» **What is expected**
Lay out all of the data below as a Markdown table with the columns "Row" and "Data line," giving each nonblank line its own numbered row. Leave the pictures out of the table.

─── Supplied entries ───

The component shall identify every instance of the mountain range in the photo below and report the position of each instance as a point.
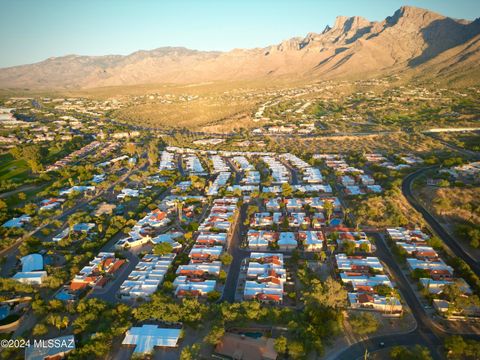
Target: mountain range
(413, 41)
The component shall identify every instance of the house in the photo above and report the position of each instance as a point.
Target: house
(77, 188)
(434, 267)
(30, 277)
(127, 192)
(32, 270)
(195, 271)
(265, 219)
(273, 204)
(147, 337)
(185, 287)
(376, 189)
(347, 180)
(287, 241)
(358, 278)
(62, 235)
(205, 254)
(240, 347)
(318, 220)
(375, 302)
(312, 240)
(260, 240)
(49, 204)
(360, 239)
(436, 286)
(147, 276)
(297, 219)
(366, 180)
(17, 222)
(211, 239)
(94, 273)
(294, 204)
(83, 227)
(265, 278)
(354, 263)
(50, 349)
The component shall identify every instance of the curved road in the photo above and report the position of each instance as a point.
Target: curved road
(433, 222)
(427, 332)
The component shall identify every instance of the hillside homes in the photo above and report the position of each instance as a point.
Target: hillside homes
(368, 286)
(147, 276)
(265, 278)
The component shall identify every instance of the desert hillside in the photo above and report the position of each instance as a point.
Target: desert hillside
(412, 41)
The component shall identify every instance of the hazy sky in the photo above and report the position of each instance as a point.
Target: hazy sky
(33, 30)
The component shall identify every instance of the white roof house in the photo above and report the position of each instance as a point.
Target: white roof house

───

» **Answer to this exercise**
| Row | Data line |
|---|---|
| 1 | The component shall identify every instance of the mountain range in the photo below and report the position of each instance as a point. |
| 2 | Target: mountain range |
| 3 | (413, 41) |
| 4 | The component shall identify every instance of the house in the photo above and report the position of each instance as a point. |
| 5 | Target: house |
| 6 | (77, 188) |
| 7 | (434, 267) |
| 8 | (30, 277) |
| 9 | (127, 192) |
| 10 | (32, 270) |
| 11 | (195, 271) |
| 12 | (265, 219) |
| 13 | (273, 204) |
| 14 | (147, 337) |
| 15 | (185, 287) |
| 16 | (376, 189) |
| 17 | (347, 180) |
| 18 | (287, 241) |
| 19 | (358, 278) |
| 20 | (62, 235) |
| 21 | (205, 254) |
| 22 | (240, 347) |
| 23 | (318, 220) |
| 24 | (375, 302) |
| 25 | (312, 240) |
| 26 | (260, 240) |
| 27 | (49, 204) |
| 28 | (360, 239) |
| 29 | (436, 286) |
| 30 | (147, 276) |
| 31 | (297, 219) |
| 32 | (366, 180) |
| 33 | (17, 222) |
| 34 | (211, 239) |
| 35 | (94, 273) |
| 36 | (294, 204) |
| 37 | (83, 227) |
| 38 | (265, 278) |
| 39 | (354, 263) |
| 40 | (50, 349) |
| 41 | The component shall identify every instance of the curved road in the photo above and report the position of each instance as a point. |
| 42 | Target: curved road |
| 43 | (433, 222) |
| 44 | (427, 332) |
| 45 | The component shall identify every instance of the hillside homes in the photo above and report the position of each instance as a point. |
| 46 | Target: hillside homes |
| 47 | (368, 286) |
| 48 | (147, 276) |
| 49 | (265, 278) |
| 50 | The component shall identify every instance of the desert hillside in the photo above and report the position of each instance as a point. |
| 51 | Target: desert hillside |
| 52 | (412, 41) |
| 53 | The component shall identify every instance of the hazy sky in the photo above and report the position of each instance as a point. |
| 54 | Target: hazy sky |
| 55 | (33, 30) |
| 56 | The component shall identify every instance of the white roof house in the photo above and report the position of each instance as a point. |
| 57 | Target: white roof house |